# Start of Records provided

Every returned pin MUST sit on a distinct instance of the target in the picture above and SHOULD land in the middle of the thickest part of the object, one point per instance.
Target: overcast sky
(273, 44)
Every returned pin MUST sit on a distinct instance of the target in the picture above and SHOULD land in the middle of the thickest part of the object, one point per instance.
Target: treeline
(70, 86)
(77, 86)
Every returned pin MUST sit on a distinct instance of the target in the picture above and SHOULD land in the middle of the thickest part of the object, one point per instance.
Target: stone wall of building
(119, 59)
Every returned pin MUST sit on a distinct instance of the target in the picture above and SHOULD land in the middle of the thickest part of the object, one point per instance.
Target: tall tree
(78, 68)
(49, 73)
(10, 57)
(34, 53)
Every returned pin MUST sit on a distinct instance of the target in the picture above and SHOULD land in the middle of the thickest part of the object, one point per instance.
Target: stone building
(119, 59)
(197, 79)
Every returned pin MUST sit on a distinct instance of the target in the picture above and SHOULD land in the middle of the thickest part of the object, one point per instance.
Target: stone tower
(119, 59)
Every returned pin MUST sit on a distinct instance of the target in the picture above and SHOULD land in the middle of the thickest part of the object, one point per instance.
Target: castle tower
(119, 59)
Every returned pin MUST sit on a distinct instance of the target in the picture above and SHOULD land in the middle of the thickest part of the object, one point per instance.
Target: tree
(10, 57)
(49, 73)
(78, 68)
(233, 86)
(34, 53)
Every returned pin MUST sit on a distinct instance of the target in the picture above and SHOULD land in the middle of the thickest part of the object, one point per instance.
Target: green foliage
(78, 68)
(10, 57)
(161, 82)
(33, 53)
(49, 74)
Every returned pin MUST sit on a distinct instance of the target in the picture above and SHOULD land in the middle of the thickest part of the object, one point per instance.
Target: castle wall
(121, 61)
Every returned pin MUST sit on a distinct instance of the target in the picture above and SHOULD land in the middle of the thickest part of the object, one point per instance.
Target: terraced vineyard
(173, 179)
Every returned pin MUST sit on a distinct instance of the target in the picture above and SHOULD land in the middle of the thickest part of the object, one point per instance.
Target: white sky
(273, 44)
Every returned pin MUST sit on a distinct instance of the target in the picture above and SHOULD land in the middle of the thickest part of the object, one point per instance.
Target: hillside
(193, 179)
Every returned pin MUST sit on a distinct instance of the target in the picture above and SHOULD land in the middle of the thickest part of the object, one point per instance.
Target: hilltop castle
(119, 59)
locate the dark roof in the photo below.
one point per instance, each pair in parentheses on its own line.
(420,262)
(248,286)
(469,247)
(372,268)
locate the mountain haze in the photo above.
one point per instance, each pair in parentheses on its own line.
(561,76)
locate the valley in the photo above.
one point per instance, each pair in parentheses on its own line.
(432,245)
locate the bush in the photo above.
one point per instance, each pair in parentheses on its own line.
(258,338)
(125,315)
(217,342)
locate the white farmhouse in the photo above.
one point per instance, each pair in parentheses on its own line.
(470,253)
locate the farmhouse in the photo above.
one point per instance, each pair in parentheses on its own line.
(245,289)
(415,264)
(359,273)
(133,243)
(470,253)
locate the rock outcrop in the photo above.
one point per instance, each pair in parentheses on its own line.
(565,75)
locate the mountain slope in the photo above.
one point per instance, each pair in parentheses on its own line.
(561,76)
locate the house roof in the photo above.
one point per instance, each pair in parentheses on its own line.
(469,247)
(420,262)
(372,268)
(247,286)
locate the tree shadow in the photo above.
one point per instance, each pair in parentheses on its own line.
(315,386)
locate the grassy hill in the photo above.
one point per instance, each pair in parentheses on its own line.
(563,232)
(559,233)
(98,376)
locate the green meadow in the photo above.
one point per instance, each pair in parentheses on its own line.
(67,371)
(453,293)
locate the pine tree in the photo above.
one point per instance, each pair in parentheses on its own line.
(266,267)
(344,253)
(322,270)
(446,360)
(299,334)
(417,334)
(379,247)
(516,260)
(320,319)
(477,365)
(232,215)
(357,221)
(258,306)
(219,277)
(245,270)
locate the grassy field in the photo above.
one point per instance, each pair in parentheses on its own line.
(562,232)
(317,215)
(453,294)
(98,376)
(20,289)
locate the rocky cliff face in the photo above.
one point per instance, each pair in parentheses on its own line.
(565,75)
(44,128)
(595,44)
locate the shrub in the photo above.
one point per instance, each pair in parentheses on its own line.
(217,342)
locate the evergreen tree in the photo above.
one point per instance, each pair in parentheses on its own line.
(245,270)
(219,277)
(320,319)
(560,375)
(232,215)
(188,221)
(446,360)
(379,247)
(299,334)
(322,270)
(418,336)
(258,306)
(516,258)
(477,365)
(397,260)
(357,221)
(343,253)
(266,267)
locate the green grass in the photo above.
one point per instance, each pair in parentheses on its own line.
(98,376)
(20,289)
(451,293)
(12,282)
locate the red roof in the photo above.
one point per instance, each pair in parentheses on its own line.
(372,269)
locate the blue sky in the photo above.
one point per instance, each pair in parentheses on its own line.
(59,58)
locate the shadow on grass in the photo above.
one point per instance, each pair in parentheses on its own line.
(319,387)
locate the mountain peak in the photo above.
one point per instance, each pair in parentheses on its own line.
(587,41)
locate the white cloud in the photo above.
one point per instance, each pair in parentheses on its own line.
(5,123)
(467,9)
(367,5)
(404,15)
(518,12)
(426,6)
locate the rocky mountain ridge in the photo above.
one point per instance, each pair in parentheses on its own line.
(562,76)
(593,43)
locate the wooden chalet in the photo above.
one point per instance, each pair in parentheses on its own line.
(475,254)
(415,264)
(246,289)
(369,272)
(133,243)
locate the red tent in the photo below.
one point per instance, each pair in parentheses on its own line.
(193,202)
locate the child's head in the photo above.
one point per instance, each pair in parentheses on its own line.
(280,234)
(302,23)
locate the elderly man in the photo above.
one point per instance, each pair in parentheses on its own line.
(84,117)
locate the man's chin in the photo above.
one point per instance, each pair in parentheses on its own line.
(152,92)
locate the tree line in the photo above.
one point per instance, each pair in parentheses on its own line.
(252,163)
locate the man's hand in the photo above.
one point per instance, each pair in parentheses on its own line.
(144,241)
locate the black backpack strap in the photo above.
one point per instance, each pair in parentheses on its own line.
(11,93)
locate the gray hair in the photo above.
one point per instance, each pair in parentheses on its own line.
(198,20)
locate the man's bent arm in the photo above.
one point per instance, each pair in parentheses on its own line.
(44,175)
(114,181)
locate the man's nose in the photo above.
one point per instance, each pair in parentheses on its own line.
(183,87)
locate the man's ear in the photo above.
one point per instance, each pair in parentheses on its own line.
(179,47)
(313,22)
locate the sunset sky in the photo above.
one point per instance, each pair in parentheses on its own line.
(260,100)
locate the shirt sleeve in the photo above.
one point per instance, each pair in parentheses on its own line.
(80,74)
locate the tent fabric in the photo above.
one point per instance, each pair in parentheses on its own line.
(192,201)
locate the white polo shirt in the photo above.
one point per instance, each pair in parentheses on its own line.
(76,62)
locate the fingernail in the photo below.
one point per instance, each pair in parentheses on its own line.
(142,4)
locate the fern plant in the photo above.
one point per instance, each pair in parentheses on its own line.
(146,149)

# End of Records provided

▸ Task requirements
Can you copy out all of the material above, line for line, without changing a word?

▸ Task answer
Every returned pin MUST sit on a distinct instance of the target in the picture above and SHOULD land in the middle of the thickest part of the object, one point per instance.
Target: overcast sky
(273, 44)
Every returned pin MUST sit on a distinct instance of the target in the picture above and SHOULD land in the middle of the thickest part of the object, one point per instance.
Target: treeline
(70, 86)
(77, 86)
Every returned pin MUST sit on a distinct instance of the target in the picture above and SHOULD land in the middle of the thickest part of the object, one point per instance.
Target: stone wall of building
(119, 59)
Every returned pin MUST sit on a distinct instance of the target in the picture above and SHOULD land in the middle of the thickest part of the object, one point per instance.
Target: tall tree
(78, 68)
(49, 73)
(10, 57)
(34, 53)
Every returned pin MUST sit on a distinct instance of the target in the picture above and SHOULD land in the middle of the thickest part of the object, one point per instance.
Target: stone building
(119, 59)
(197, 79)
Every returned pin MUST sit on a distinct instance of the target in the picture above and SHOULD land in the middle of the thickest part of the object, one point per instance.
Target: stone tower
(119, 59)
Every returned pin MUST sit on a distinct instance of the target in the picture above and SHOULD land in the middle of the thickest part of the object, one point per instance.
Target: castle tower
(119, 59)
Every returned pin MUST sit on a distinct instance of the target in the picture above and SHOULD land in the middle of the thickest part of the object, one point per instance.
Target: tree
(10, 57)
(49, 73)
(78, 68)
(233, 86)
(34, 53)
Every returned pin MUST sit on a distinct instance of the target in the picture above and SHOULD land in the middle of the thickest part of the object, one point per instance.
Target: green foliage
(78, 68)
(10, 57)
(161, 82)
(33, 53)
(49, 74)
Every returned pin MUST sit on a distinct instance of the target in the picture above and SHOULD land in the middle of the thickest part of the object, one point per instance.
Target: castle wall
(121, 61)
Every returned pin MUST sit on a distinct instance of the target in the picture above and SHOULD land in the middle of the thickest part of the object, one point per instance.
Target: terraced vineyard
(173, 179)
Every returned pin MUST sit on a distinct instance of the target in the picture above and SHOULD land in the middle of the thickest part of the object, one point per instance.
Target: white sky
(273, 44)
Every returned pin MUST sit on a distinct instance of the target in the picture above and SHOULD land in the middle of the thickest part of the object, one point per instance.
Target: hillside
(193, 179)
Every returned pin MUST sit on a distinct instance of the target in the picture above and SHOULD land in the middle of the thickest part of the object, one point per instance.
Target: hilltop castle
(119, 59)
locate the dark roof in the photo below.
one point per instance, each pair in parentheses on its own line.
(420,262)
(248,286)
(469,247)
(372,268)
locate the mountain haze in the photo above.
one point per instance, each pair in parentheses on its own line.
(561,76)
locate the valley in the photo above.
one point per instance, each pair in parentheses on its own line.
(432,245)
locate the bush in the photo above.
one point per instance, each pair in parentheses on its own line.
(258,338)
(125,315)
(217,342)
locate the white farmhouse in the photo above.
one point per instance, each pair in parentheses on its own line.
(470,253)
locate the farmhouse in the photo above.
one point per instance, each pair in parentheses on its own line.
(245,289)
(415,264)
(359,273)
(133,243)
(470,253)
locate the rock outcrop in the photo above.
one point per instance, each pair in parentheses on its own line.
(565,75)
locate the mountain slope in the photo above.
one point per instance, each pair in parentheses on its own line.
(561,76)
locate the house roof in the photo above.
one point per instance, each pair in parentheses on its own line.
(469,247)
(420,262)
(372,268)
(247,286)
locate the tree shadow in the photo above.
one point per instance, each pair in parentheses on its own line.
(315,386)
locate the grassy hill in the photo above.
one point per instance, each pair in parentheses on its own line.
(563,232)
(559,233)
(98,376)
locate the green meadow in the photo above.
one point per instance, each pair in parentheses on its own line.
(67,371)
(453,293)
locate the pine tree in the photo above.
one point per instance, each pair in parentheses on its own line.
(266,267)
(344,253)
(322,270)
(446,360)
(299,334)
(417,334)
(379,247)
(516,260)
(320,319)
(477,365)
(232,215)
(357,221)
(258,306)
(219,277)
(245,270)
locate the grassy field in the photo above.
one point per instance, each pair in parentheses on its own line.
(562,232)
(317,215)
(453,294)
(98,376)
(20,289)
locate the rocky cliff face in the photo above.
one point per instance, each pair in parentheses on its own line.
(565,75)
(44,128)
(595,44)
locate the shrub in the photo above.
one point per instance, each pair in parentheses on its own line.
(217,342)
locate the evergreen tree in the photo above.
one point per instance, each pair in parentheses on its own line.
(245,270)
(219,277)
(320,319)
(560,375)
(232,215)
(188,221)
(446,360)
(379,247)
(299,334)
(322,270)
(418,336)
(258,306)
(516,258)
(477,365)
(397,260)
(357,221)
(343,253)
(266,267)
locate the green grass in the photo above.
one point per instance, each pair in parentheses on its own line.
(98,376)
(20,289)
(451,293)
(12,282)
locate the red roof in the photo above.
one point per instance, each pair in parentheses on its own line.
(372,269)
locate the blue sky in the photo above.
one point per instance, each pair in parentheses on its own line.
(59,58)
locate the shadow on grass in the photo above.
one point per instance, each pair in parentheses on its own line.
(319,387)
locate the mountain peak in the photo above.
one point per instance, each pair in parentheses on its own line.
(587,41)
locate the white cloud in the photo above.
one point per instance, each pair in parentheses on its own line.
(5,123)
(467,9)
(367,5)
(404,15)
(518,12)
(426,6)
locate the rocky mountain ridge in the photo above.
one point per instance, each pair in parentheses on its own line.
(562,76)
(593,43)
locate the wooden chalet in the photo above.
one point per instance, each pair in parentheses on its own line.
(475,254)
(415,264)
(246,289)
(369,272)
(133,243)
locate the red tent in the photo below.
one point per instance, each pair in parentheses on its own line.
(193,202)
locate the child's head in the photo above.
one point per instance, each pair in parentheses on its own line.
(280,234)
(302,23)
locate the elderly man in the photo above.
one point per instance, each pair in parentheses on its own line.
(84,117)
locate the man's chin in the photo above.
one point per instance, each pair in parentheses on its own line.
(152,92)
locate the tree line in the photo above.
one point per instance, each pair in parentheses on its own line.
(252,163)
locate the man's hand in the photo above.
one point per instance, each pair in parentheses on its own line.
(144,241)
locate the black backpack strap in the photo above.
one point per instance, each pair in parentheses on its own line.
(11,93)
locate the gray hair in the photo above.
one point per instance, each pair in parentheses on its own line.
(198,20)
locate the man's bent arm in the photo above.
one point per instance, each pair in parentheses on its own line.
(44,175)
(114,181)
locate the man's nose in the photo above.
one point per instance, each pair in parentheses on its own line.
(183,87)
locate the man's ear in the photo above.
one point per instance, each pair in parentheses on its own line.
(179,47)
(313,22)
locate the sunset sky in the photo above.
one point per instance, each pair in parentheses on its own line.
(260,100)
locate the shirt sleeve in the photo above.
one point per instance, each pair in parentheses on its own line.
(80,74)
locate the tent fabric in the photo above.
one point per instance, each pair in parentheses on its own line.
(192,201)
locate the white polo shirt in the photo above.
one point per instance, each pair in parentheses on its own line.
(76,62)
locate the fingernail in the photo below.
one point per instance, each pair in parentheses on its own line.
(142,4)
locate the fern plant in the photo above.
one point per instance, each pair in parentheses on its own line.
(146,149)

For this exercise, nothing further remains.